Repeat, exactly and completely, the material that follows. Omit the pictures.

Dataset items
◇ ◇ ◇

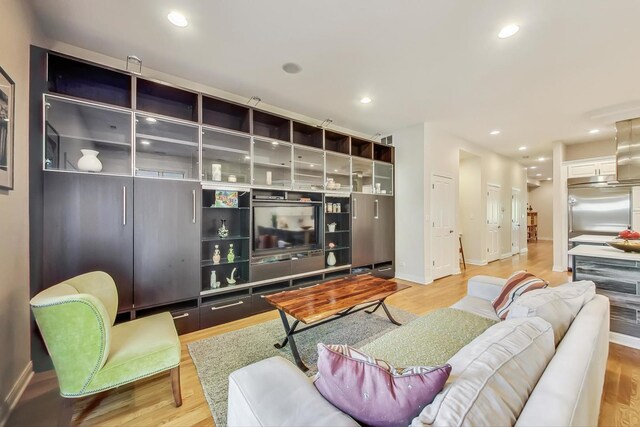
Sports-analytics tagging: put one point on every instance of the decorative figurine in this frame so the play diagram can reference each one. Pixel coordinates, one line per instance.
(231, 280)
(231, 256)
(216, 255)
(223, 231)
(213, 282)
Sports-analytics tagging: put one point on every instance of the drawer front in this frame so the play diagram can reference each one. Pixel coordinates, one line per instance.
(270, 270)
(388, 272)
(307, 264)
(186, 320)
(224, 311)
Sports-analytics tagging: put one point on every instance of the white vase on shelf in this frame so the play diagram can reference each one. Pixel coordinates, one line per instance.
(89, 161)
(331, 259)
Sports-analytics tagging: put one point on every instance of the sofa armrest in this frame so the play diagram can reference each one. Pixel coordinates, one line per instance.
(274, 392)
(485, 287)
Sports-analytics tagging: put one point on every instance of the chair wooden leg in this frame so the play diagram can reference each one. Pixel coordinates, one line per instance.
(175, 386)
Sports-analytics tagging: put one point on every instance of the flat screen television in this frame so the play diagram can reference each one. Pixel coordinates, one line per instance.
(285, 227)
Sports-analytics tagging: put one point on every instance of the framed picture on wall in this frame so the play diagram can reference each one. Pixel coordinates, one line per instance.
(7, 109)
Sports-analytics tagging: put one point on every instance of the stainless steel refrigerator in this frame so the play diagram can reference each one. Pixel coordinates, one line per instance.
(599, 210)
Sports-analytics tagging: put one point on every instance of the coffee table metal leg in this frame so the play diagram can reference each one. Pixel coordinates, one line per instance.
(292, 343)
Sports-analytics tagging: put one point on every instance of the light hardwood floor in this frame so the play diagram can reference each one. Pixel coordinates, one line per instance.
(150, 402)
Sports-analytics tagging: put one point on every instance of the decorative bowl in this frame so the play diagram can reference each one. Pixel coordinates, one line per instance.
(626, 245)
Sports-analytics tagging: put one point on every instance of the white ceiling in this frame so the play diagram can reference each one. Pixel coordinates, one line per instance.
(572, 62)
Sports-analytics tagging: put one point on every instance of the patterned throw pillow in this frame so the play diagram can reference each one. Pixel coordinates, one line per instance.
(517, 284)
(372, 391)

◇ ◇ ◇

Result for this exercise:
Sports-analytics tagging: put one point on every instance of the decorative figurine in this frame so the play diagram can reference each one. Pixel coordinates, one line per instance.
(231, 280)
(231, 256)
(216, 255)
(223, 231)
(213, 282)
Sports-analytics tagging: put one point on every instance of the drawer front in this frame so the play diagram can reference each one. Pixel coordinates, one line per instance.
(270, 270)
(388, 272)
(307, 264)
(186, 320)
(224, 311)
Sports-analytics tagging: put one point on every instance of the white vase on shelf in this frame so the play diagram can reference each one. Pixel coordinates, one line per instance.
(89, 161)
(331, 259)
Sports-analytics tagging: put one point on every instance of the sofa armrest in this frame so the play diagram can reference each one. Pixel coordinates, one line per instance.
(274, 392)
(485, 287)
Sports-analytics tagging: put one point on every instance of the chair wooden leg in this frame so the play diagram can reference each one. Pixel coordinates, one line per instance.
(175, 386)
Sports-analytics tagging: put one point on every instance of the flat screen television in this frame so the play diagram can reference each one. Pixel coordinates, one line per instance.
(285, 227)
Sports-analytics tagging: put one point on every instance of the framed picture on wall in this frame so the play diagram can reference each one. Pixel coordinates, one line per instance.
(7, 109)
Sports-analytics tagging: put one point on every instance of the stainless steel refrigerator in this frame so the play diagram can reference each one. Pixel coordinates, one line per instance.
(599, 210)
Sports-analytics tagging: put one point on every instance of the coffee table metal leg in this frame so the play diagram can reference each one. Pixel coordinates, one line per instance.
(292, 343)
Sports-analytics tagging: put one point on every instance of the light hardwood floor in this frame so the play diagram can reference each one. Pixel coordinates, one line per instance.
(150, 402)
Sports-analytics tagging: put one point on every instance of the decorative bowl in this frame so the play diagram can reference each one. Pixel coordinates, one line per instance.
(626, 245)
Sports-analytics tagging: put one point on every instance of the white ceiling in this frame so the play diagram can reference each one. Pixel coordinates, one line per instance.
(572, 62)
Sports-analytics tagging: put one point on every instance of the patterned throw pillow in this frame so the play diagram can reference each one. Pixel coordinates, one line per instance.
(517, 284)
(372, 391)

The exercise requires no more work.